Rename every "instance" in the lines below to "occurrence", leaving all other text unchanged, and return the full set of lines.

>> START

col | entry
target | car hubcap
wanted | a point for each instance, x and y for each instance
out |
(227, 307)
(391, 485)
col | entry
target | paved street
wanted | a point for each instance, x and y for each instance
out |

>> END

Solution →
col | entry
target | car hubcap
wanted | a point for each occurrence, x and y for each occurrence
out |
(227, 307)
(391, 485)
col | entry
target | paved street
wanted | a point for each occurrence, x and y for each occurrence
out |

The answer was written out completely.